PROMPT: Work out how many lines in the data include the string "every"; reply with that number alone.

(Stored data)
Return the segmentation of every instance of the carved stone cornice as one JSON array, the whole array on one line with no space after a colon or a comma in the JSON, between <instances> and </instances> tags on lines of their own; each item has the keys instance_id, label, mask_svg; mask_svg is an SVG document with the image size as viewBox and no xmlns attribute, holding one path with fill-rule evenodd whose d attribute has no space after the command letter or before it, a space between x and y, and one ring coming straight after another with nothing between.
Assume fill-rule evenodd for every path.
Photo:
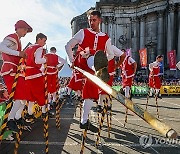
<instances>
[{"instance_id":1,"label":"carved stone cornice","mask_svg":"<svg viewBox=\"0 0 180 154\"><path fill-rule=\"evenodd\" d=\"M146 20L146 16L142 15L142 16L139 17L139 19L140 19L140 22L144 22Z\"/></svg>"},{"instance_id":2,"label":"carved stone cornice","mask_svg":"<svg viewBox=\"0 0 180 154\"><path fill-rule=\"evenodd\" d=\"M103 17L102 17L102 22L103 22L104 24L108 24L107 16L103 16Z\"/></svg>"},{"instance_id":3,"label":"carved stone cornice","mask_svg":"<svg viewBox=\"0 0 180 154\"><path fill-rule=\"evenodd\" d=\"M178 12L180 12L180 4L177 6L177 10Z\"/></svg>"},{"instance_id":4,"label":"carved stone cornice","mask_svg":"<svg viewBox=\"0 0 180 154\"><path fill-rule=\"evenodd\" d=\"M108 17L108 23L114 23L114 17L110 16Z\"/></svg>"},{"instance_id":5,"label":"carved stone cornice","mask_svg":"<svg viewBox=\"0 0 180 154\"><path fill-rule=\"evenodd\" d=\"M131 17L130 20L131 20L131 22L138 22L139 18L138 17Z\"/></svg>"},{"instance_id":6,"label":"carved stone cornice","mask_svg":"<svg viewBox=\"0 0 180 154\"><path fill-rule=\"evenodd\" d=\"M169 11L170 13L172 13L172 12L175 11L175 9L176 9L175 5L170 4L170 5L169 5L169 8L168 8L168 11Z\"/></svg>"},{"instance_id":7,"label":"carved stone cornice","mask_svg":"<svg viewBox=\"0 0 180 154\"><path fill-rule=\"evenodd\" d=\"M164 10L158 11L157 12L157 17L162 18L164 16Z\"/></svg>"}]
</instances>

THE ANSWER: 2